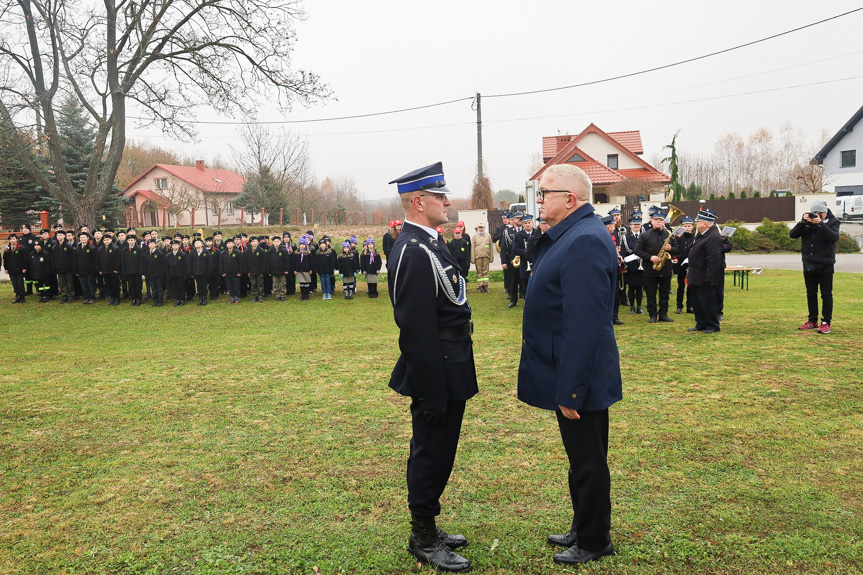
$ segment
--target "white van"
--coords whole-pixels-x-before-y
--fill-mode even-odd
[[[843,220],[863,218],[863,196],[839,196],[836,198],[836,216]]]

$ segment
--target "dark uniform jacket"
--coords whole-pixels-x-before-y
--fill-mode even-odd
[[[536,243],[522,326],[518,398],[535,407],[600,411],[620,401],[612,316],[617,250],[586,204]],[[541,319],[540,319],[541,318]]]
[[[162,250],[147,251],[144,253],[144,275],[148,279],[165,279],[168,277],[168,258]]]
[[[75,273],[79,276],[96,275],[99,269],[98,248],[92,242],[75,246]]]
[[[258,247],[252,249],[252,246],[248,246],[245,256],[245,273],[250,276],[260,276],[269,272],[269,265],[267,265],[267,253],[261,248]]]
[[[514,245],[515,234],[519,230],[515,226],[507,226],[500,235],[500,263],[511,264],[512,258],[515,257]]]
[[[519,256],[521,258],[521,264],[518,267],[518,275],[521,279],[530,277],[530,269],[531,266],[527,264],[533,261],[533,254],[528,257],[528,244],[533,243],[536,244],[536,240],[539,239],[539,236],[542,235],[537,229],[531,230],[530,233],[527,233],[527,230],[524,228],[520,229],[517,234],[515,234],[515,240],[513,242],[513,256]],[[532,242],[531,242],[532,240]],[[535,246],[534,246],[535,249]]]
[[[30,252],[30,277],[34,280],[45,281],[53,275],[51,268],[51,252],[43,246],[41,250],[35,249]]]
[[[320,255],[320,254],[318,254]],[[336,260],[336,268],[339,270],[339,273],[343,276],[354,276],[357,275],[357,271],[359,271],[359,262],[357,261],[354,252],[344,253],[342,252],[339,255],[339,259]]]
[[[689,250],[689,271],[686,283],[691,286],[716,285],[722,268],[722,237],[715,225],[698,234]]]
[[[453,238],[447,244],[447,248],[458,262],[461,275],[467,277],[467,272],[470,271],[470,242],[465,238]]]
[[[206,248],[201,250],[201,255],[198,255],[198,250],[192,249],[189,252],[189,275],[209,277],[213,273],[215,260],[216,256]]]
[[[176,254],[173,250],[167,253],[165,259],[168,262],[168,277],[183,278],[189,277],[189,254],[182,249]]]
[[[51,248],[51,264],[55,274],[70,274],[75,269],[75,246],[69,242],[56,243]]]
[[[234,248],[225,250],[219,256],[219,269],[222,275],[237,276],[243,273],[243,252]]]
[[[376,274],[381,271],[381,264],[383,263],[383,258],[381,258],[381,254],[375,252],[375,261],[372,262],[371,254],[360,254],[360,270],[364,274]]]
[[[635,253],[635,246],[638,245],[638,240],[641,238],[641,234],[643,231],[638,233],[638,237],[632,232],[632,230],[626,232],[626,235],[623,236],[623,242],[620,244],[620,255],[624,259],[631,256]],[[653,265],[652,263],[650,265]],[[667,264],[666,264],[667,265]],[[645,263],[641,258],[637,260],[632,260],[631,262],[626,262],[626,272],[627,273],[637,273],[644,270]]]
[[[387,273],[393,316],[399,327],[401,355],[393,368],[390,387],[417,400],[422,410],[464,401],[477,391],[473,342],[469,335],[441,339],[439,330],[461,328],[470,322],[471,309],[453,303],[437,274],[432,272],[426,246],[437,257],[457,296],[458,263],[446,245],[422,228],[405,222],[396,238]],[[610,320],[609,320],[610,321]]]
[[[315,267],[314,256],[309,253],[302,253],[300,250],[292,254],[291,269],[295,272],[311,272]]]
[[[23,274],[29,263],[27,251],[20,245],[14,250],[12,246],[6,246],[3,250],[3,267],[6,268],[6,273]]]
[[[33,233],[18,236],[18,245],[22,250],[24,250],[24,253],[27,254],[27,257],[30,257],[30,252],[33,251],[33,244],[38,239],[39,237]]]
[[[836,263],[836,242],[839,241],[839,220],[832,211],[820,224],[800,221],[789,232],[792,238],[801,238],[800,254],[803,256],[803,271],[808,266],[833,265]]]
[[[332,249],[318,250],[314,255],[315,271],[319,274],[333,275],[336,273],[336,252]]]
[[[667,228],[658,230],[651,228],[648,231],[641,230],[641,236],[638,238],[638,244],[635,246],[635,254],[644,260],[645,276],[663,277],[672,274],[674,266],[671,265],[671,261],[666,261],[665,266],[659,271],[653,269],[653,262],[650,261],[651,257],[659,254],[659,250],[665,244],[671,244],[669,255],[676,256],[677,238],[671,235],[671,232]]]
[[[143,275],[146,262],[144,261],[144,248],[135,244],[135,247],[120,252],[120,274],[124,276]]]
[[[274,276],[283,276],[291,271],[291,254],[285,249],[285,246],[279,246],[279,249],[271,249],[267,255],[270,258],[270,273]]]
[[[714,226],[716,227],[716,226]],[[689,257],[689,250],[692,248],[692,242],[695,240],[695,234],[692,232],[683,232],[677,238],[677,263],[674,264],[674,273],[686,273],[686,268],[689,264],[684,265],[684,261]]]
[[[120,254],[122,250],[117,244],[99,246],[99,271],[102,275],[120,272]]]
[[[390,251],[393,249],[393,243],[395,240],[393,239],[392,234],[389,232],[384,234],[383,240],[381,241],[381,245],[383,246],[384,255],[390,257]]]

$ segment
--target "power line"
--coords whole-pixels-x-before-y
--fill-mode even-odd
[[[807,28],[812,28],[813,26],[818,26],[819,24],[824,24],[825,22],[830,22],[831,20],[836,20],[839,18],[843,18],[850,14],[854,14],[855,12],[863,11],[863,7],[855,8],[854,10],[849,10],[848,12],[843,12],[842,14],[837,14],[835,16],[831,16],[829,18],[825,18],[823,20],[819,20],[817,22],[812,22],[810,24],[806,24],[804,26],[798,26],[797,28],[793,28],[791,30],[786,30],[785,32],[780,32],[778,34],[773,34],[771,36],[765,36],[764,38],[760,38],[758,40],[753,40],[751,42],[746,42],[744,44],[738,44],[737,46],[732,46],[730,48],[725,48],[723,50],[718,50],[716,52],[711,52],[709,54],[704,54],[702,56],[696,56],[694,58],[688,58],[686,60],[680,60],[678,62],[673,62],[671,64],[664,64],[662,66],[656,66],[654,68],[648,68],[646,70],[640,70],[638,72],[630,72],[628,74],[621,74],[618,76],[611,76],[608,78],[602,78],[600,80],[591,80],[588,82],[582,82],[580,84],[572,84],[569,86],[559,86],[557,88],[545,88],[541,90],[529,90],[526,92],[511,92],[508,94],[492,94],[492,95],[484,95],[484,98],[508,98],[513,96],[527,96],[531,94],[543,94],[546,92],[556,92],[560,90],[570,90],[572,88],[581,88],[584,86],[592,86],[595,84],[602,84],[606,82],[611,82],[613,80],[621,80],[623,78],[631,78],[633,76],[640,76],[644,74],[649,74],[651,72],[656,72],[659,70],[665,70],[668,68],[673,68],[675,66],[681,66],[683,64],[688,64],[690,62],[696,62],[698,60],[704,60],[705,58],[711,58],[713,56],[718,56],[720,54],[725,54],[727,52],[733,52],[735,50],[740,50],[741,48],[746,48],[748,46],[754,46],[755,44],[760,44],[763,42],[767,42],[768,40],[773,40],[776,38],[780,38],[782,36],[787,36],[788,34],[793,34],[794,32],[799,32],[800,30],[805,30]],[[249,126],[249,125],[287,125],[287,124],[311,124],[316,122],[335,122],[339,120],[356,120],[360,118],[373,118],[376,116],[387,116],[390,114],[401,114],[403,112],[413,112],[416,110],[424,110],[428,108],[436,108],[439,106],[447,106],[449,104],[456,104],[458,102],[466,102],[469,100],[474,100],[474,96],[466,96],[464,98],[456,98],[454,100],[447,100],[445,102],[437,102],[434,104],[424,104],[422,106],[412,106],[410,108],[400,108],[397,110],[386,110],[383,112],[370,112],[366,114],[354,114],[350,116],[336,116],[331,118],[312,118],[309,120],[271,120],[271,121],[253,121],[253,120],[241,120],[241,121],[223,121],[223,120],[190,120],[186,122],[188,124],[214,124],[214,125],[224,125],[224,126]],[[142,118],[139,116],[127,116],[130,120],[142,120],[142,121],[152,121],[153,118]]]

TASK DIRECTIONS |
Find "target" in the data above. Report each line where it appears.

EXERCISE RESULT |
--target "white van"
--target "dark uniform jacket"
--target "power line"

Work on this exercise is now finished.